DIRECTIONS FOR THIS TASK: Lines from the one containing "x=60, y=122" to the end of the entries below must be reproduced exactly, with both end lines kept and no other line added.

==== RECORDS SHOWN ====

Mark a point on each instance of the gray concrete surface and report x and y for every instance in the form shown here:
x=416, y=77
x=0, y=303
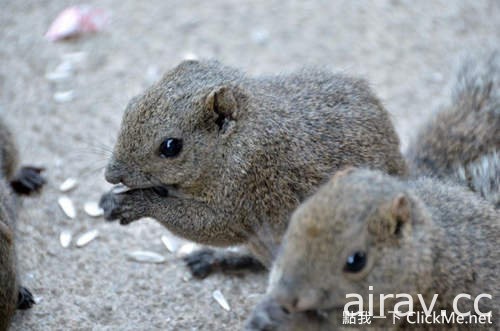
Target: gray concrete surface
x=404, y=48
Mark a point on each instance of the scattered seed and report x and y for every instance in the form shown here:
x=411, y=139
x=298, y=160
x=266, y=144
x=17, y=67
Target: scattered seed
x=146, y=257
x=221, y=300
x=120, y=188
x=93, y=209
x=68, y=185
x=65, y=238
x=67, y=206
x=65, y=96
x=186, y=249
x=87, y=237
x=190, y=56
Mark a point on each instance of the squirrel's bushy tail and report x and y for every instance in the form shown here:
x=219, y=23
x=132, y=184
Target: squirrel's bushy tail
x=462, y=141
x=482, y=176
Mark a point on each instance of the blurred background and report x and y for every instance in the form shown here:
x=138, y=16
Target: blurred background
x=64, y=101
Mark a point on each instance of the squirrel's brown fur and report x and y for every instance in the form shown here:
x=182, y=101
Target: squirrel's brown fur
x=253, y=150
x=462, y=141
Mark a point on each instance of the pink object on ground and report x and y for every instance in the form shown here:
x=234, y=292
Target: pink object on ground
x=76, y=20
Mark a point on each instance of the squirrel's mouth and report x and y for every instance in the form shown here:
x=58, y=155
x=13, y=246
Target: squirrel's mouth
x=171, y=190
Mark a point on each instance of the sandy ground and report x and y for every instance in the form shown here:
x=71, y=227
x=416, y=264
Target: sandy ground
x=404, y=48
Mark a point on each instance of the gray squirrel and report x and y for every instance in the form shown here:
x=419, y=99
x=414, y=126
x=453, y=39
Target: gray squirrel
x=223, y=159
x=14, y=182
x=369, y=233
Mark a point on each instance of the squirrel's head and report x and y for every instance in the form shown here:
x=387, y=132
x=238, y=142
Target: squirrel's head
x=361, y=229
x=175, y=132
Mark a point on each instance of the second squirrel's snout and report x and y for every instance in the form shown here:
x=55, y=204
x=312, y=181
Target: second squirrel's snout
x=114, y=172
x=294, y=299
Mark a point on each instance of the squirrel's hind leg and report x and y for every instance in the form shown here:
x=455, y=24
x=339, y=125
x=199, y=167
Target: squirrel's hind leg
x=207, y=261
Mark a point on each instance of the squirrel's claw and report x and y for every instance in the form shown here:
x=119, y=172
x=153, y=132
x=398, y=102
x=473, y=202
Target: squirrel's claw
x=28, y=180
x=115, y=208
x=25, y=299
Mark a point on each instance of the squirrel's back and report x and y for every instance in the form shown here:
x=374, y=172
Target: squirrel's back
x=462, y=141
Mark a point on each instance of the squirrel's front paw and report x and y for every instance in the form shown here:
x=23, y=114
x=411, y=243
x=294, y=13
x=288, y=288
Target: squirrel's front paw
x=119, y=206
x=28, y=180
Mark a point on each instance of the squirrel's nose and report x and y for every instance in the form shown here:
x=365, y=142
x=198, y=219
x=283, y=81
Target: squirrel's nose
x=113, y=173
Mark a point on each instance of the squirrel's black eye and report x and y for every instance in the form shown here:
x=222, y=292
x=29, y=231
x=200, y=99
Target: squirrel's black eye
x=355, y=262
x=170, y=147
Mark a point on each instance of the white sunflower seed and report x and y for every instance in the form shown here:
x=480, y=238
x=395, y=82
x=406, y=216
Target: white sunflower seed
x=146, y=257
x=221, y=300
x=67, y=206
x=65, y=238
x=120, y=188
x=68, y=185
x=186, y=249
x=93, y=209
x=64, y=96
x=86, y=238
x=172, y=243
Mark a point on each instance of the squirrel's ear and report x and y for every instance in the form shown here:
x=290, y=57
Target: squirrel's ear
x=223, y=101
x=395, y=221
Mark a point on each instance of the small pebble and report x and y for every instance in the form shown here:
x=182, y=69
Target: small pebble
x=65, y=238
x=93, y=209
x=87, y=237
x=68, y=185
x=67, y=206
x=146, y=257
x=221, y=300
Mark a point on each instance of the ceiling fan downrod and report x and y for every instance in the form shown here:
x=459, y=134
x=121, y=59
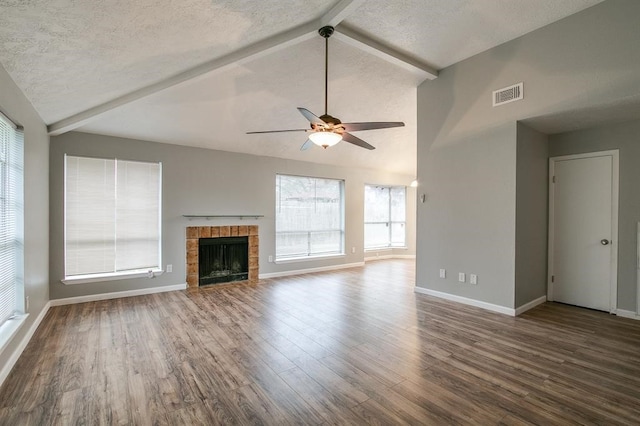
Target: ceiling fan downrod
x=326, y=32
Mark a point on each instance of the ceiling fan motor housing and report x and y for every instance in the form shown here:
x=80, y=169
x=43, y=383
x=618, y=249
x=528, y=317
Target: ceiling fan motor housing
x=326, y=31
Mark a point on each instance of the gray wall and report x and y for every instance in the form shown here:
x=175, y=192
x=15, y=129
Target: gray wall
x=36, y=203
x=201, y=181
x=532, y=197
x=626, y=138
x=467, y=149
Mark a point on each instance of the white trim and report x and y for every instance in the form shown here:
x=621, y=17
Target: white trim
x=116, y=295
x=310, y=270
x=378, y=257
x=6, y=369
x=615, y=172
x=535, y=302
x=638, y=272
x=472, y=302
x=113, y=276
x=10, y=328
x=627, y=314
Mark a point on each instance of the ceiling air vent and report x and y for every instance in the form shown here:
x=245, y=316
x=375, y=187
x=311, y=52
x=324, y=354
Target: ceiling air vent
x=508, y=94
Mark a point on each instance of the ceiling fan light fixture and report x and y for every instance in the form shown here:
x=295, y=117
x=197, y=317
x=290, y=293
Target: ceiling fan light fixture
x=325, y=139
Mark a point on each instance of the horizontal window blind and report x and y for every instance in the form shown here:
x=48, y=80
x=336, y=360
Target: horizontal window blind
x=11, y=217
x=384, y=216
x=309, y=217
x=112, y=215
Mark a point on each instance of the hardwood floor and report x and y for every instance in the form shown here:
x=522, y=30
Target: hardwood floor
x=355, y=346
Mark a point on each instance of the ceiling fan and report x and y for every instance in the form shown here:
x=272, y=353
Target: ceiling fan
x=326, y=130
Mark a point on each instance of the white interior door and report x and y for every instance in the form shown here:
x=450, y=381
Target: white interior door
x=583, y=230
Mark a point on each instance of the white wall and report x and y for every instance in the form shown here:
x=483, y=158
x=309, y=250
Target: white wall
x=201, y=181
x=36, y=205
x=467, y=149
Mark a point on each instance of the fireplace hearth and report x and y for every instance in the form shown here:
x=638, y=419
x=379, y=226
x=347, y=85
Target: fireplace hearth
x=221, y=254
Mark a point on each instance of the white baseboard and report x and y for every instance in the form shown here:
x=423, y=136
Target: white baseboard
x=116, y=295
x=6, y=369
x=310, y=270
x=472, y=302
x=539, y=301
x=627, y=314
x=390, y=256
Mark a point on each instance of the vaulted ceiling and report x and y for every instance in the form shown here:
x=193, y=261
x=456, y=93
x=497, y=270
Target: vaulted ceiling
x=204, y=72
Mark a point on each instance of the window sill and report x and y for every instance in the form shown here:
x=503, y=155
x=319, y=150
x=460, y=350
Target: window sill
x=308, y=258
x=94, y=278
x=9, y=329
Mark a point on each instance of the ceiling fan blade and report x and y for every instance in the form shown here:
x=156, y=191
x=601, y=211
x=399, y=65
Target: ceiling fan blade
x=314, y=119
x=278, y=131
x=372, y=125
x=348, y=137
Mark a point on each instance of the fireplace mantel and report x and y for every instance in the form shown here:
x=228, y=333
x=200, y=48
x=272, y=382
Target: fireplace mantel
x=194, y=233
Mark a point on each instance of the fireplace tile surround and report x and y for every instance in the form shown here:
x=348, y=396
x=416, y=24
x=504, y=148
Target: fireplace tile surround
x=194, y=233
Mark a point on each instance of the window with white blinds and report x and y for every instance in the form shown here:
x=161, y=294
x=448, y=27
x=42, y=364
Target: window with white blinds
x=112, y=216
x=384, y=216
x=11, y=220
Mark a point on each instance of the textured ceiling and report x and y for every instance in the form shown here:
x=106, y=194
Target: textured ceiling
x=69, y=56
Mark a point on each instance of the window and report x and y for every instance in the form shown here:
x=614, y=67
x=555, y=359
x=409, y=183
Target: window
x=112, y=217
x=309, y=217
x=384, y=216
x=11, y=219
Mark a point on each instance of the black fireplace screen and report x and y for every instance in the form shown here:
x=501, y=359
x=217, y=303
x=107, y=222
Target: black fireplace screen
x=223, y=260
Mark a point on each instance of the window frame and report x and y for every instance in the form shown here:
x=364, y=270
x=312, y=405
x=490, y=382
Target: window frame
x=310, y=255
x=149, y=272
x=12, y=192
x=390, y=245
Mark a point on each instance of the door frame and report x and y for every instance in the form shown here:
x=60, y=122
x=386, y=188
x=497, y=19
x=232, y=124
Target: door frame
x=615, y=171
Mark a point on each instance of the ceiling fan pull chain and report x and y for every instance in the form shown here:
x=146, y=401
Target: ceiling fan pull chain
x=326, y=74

====

YOUR SOLUTION:
x=60, y=122
x=386, y=188
x=497, y=19
x=232, y=124
Target: door frame
x=615, y=171
Mark a point on each instance of the ceiling fan pull chain and report x and y for every instance in the form shown here:
x=146, y=401
Target: ceiling fan pull chain
x=326, y=74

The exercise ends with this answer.